**Sunulan Metin:**
☆ ☆ ☆ ☆

16 Şubat 2015 Pazartesi

HAVA KİRLİLİĞİ BENİM UMRUMDA -1-


Bizim gazete  de  son  1 haftadır  Hava  Kirliliği  üzerine  köşe  yazarı  arkadaşlarımız önemli yazılar  yazdılar. Samsun ve  ülke  gündemi  reel  politika  denilen  rant  ve  ben  politikasına  dönüştüğü  bir  süreçte  ‘’Hava  Kirliliği’’  üzerine  yazmak  sorumluluk ve  halkçı bir yaklaşım ister.

            Dün  TMMOB  çok  önemli  bir  rapor  yayınladı.  ‘’Terme  Termik  Santral  Raporu’’  başlıklı  bu  rapor  kentte  adına  düşünen  herkesin  okuması ve  düşünmesi  gereken bir  rapor..

☆ ☆ ☆ ☆

**Verilen Kayıtlar:**
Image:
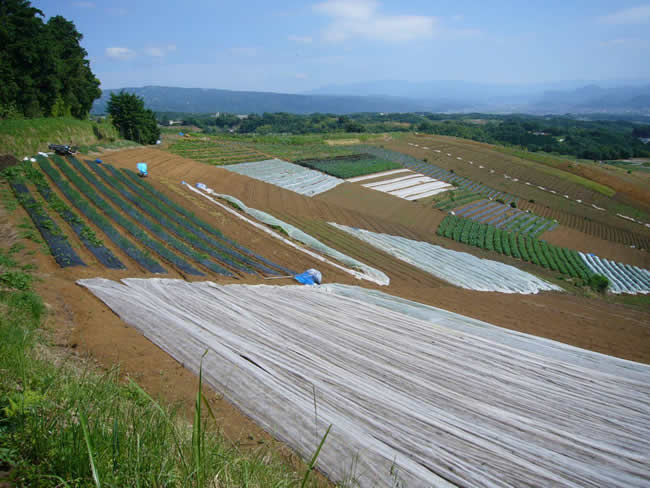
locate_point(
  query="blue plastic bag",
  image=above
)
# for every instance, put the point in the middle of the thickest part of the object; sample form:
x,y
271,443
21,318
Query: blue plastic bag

☆ ☆ ☆ ☆

**Görev Listesi:**
[a] Hava kirliliği yazısında geçen bütün yer ve kurum adlarını sıralayınız.
[b] Hava kirliliği yazısına göre aşağıdaki soruları yanıtlayınız.
(i) Yazı hangi tarihi taşıyor?
(ii) Gazetedeki köşe yazarları ne kadar süredir hava kirliliği üzerine yazıyor?
(iii) TMMOB'un yayınladığı raporun başlığı nedir?
[c] Hava kirliliği yazısını kaldığı yerden sürdürünüz.
Kayıtlar, metinden bağımsız ayrı bir malzemedir.

**Cevap Anahtarı:**
[a] Samsun, TMMOB, Terme

[b]
(i) 16 Şubat 2015 Pazartesi
(ii) Son 1 haftadır
(iii) "Terme Termik Santral Raporu"

[c]
            Biz  de  ‘’Kömürlü  Termik  Santrallerin  Sağlık  Üzerine  Etkileri’’  adlı  bir  rapor  için  2  aydır  yoğun  uğraşıyoruz.  Ulusal  ve  Uluslararası  452  yayını  tarayarak, olayın bilimsel  boyutunu  kent  gündemi ile  paylaşacağız. Sanırım  20  Şubat  civarında  bunu  Samsun  basını ve  kamuoyu ile de  paylaşacağım.

            Haziran  2010 da  Çin’de  yapılan  Dünya  Kardiyoloji  Kongresinde  2  saatlik  ‘’Hava  kirliliği  ve  Kalp’’  başlıklı  oturumu  katılmıştım.

            Neler mi  anlatıldı?

            Dünyada her yıl hava kirliliğinden 3 milyon insan ölmektedir. Bu değer dünyadaki toplam ölümlerin %5’ni oluşturmaktadır. ABD’de her yıl 60.000 kişi partikül madde kirliliğinden ölmektedir.

            Yapılan bir çalışmaya göre PM10 için günlük ölçüm değeri, aştığı zaman erken ölümler, ortalama yaşı 14 yıl gibi, kısaltmaktadır.

            Kalp  krizi  riskini  yükseltmektedir.

            Ani  Kalp  ölümlerine yol  açmaktadır.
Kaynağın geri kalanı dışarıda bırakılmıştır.